Task requirements -
The answer must be every entry, given again word for word.

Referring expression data
========================
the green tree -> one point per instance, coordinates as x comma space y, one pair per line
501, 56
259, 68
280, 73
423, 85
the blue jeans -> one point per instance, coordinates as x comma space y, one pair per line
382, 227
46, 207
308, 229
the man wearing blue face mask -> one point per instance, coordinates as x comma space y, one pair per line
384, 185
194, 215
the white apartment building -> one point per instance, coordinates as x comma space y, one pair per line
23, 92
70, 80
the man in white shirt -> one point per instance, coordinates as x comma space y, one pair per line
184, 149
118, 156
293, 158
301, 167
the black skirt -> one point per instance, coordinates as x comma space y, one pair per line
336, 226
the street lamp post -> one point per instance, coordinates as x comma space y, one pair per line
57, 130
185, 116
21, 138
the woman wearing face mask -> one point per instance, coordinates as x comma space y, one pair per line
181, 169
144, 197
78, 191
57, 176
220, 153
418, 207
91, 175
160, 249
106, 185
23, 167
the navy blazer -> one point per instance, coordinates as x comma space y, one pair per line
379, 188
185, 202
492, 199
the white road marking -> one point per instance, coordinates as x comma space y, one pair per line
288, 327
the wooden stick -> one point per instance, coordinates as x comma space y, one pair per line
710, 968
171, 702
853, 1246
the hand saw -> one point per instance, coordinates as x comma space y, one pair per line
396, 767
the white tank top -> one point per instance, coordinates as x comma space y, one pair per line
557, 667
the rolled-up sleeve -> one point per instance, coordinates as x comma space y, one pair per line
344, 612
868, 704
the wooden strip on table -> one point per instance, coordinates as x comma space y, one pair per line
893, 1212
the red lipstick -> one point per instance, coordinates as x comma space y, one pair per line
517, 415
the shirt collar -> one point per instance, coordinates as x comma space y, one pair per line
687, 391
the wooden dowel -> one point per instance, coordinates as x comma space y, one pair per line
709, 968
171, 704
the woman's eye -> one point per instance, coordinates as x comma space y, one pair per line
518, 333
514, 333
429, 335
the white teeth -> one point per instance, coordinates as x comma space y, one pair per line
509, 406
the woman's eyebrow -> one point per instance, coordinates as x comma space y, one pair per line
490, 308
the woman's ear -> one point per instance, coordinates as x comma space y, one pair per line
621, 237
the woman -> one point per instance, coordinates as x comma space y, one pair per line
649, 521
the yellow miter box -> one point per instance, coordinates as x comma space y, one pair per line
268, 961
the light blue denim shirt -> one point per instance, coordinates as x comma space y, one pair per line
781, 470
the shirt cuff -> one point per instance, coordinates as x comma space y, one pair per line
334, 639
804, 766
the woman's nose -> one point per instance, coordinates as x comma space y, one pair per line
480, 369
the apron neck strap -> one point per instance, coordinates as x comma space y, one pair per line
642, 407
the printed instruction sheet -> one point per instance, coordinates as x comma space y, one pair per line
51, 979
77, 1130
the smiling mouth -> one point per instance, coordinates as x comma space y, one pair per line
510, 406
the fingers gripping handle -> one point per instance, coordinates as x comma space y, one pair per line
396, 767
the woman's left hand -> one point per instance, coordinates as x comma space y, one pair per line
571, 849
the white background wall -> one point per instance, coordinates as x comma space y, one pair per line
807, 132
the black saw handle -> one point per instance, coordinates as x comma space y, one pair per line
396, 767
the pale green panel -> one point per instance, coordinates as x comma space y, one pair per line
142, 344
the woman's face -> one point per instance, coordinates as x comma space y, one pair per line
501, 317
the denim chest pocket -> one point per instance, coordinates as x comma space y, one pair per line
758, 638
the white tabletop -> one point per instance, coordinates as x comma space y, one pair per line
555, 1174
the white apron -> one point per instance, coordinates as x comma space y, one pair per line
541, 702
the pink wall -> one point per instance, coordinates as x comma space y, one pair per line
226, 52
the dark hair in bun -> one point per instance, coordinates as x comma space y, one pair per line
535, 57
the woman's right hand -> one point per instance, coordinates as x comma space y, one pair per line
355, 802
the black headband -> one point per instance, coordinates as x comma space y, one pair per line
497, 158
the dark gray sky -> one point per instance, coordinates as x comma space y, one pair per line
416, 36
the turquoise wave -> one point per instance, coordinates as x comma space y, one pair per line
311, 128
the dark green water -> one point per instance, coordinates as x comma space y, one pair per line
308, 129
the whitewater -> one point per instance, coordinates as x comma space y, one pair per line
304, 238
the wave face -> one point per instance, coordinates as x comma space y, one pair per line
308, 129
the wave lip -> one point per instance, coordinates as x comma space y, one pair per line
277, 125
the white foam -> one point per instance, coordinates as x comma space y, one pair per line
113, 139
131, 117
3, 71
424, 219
========================
Reply to the task -
the green tree -> one point per instance, coordinates as x comma space y, one pair per line
501, 56
259, 68
280, 73
423, 85
the blue jeans -> one point per instance, coordinates as x comma space y, one pair per line
382, 227
46, 207
308, 229
the man wearing blue face mask -> one point per instance, coordinates as x comma space y, one pair per line
384, 185
194, 215
the white apartment building -> one point per instance, coordinates as x comma space y, one pair per line
23, 92
70, 80
the man in white shirt -> one point per instance, coordinates as x comma space y, one pair per line
184, 149
118, 156
293, 158
301, 167
the black skirt -> one point per instance, coordinates as x comma space y, one pair per line
336, 226
the street lamp post -> one point per instance, coordinates as x comma space y, one pair per line
57, 130
185, 116
21, 138
the woman wearing face mask -> one point per instance, coordinates as x comma space y, one pair per line
181, 169
144, 197
78, 191
57, 176
220, 153
418, 207
91, 175
160, 249
106, 185
23, 167
the navy blazer -> one point per instance, coordinates as x comma space y, one pair per line
379, 188
185, 202
492, 199
the white road marking -> one point per instance, coordinates as x comma space y, one pair per line
288, 327
the wooden stick -> one point per instance, coordinates as x comma space y, one pair per line
710, 968
171, 702
853, 1246
the hand saw -> one point per instance, coordinates as x comma space y, one pair per line
396, 767
the white tank top -> one point per instance, coordinates as x comma space y, one pair per line
557, 667
the rolled-up sleeve -> one point per instance, coordinates as x comma space y, one pair per line
344, 612
868, 704
the wooden strip on table -> one point per instance, coordinates as x comma space y, one pair per line
893, 1212
the red lipstick -> one point per instance, coordinates as x comma space y, one pair per line
517, 415
the shirt collar -> one point per instance, coordinates as x comma space y, one pair per line
687, 391
the wooden dowel -> one point per instance, coordinates as x comma space y, one pair per line
709, 968
171, 704
the woman's eye -> one point per instance, coordinates as x comma space y, one pair per line
518, 333
514, 333
429, 335
the white teeth -> one point per instance, coordinates as x comma space y, one pair per line
509, 406
the woman's eyebrow -> one point per instance, coordinates as x comma space y, one pair per line
490, 308
the woman's ear -> one point per instance, coordinates as x comma space y, one pair per line
621, 237
the woman -> one point per instance, coordinates as x comma space y, one pair per line
649, 521
the yellow miter box -> one point per instance, coordinates as x comma space y, one pair per line
268, 961
the light blue denim shirt -> one point per instance, coordinates as x comma space y, one pair per line
781, 470
the shirt cuff -> one point per instance, coordinates as x comma space y, one pair per line
334, 639
804, 766
the woman's nose -> one point per instance, coordinates as x comma space y, one pair per line
480, 369
the apron neck strap -> one point per instance, coordinates as x comma space y, one pair per line
642, 407
the printed instruction sheet -> one point per instance, coordinates as x comma space y, one pair per line
51, 979
77, 1130
the smiling mouth -> one point per instance, coordinates as x comma space y, one pair per line
510, 406
the fingers gripping handle -> one point per instance, coordinates as x comma space y, one pair per line
396, 767
the woman's left hand -> one point per instance, coordinates as x comma space y, one pair per line
571, 849
the white background wall -> one point per instance, coordinates as x comma space y, one pair per line
807, 132
the black saw handle -> one point per instance, coordinates as x comma space y, one pair per line
396, 767
the pale green panel -> one point per instance, coordinates as x comma space y, one pair per line
142, 344
the woman's face -> one point per instance, coordinates as x comma space y, one pair per line
501, 317
the denim chest pocket -> one point per instance, coordinates as x comma space y, one pair per line
758, 638
the white tabletop -> one point per instance, coordinates as x comma space y, one pair per line
555, 1174
the white apron -> one point per instance, coordinates as x comma space y, one pair per line
541, 702
the pink wall -> one point per instance, coordinates as x comma space y, one pair per line
226, 52
the dark hair in bun -> one point per instance, coordinates as x comma space y, one pair per line
535, 57
the woman's right hand -> one point per instance, coordinates as x comma space y, one pair per line
355, 802
the black headband -> one point per instance, coordinates as x comma space y, one pair per line
497, 158
the dark gray sky -> one point per instance, coordinates as x comma space y, one pair per line
416, 36
the turquoise wave -> one point per instance, coordinates as x comma space y, one pair per line
311, 128
the dark green water -> one point per instance, coordinates as x comma space y, one pair per line
308, 129
the whitewater -> one point per instance, coordinates as x comma space y, one pair per line
304, 238
the wave face -> one point per instance, coordinates as x comma space y, one pair per line
308, 129
the wave lip -> one point per instance, coordinates as x comma space y, one pair per line
277, 125
the white foam -> one point per instance, coordinates as x comma space y, one pair per line
113, 139
131, 117
3, 71
424, 219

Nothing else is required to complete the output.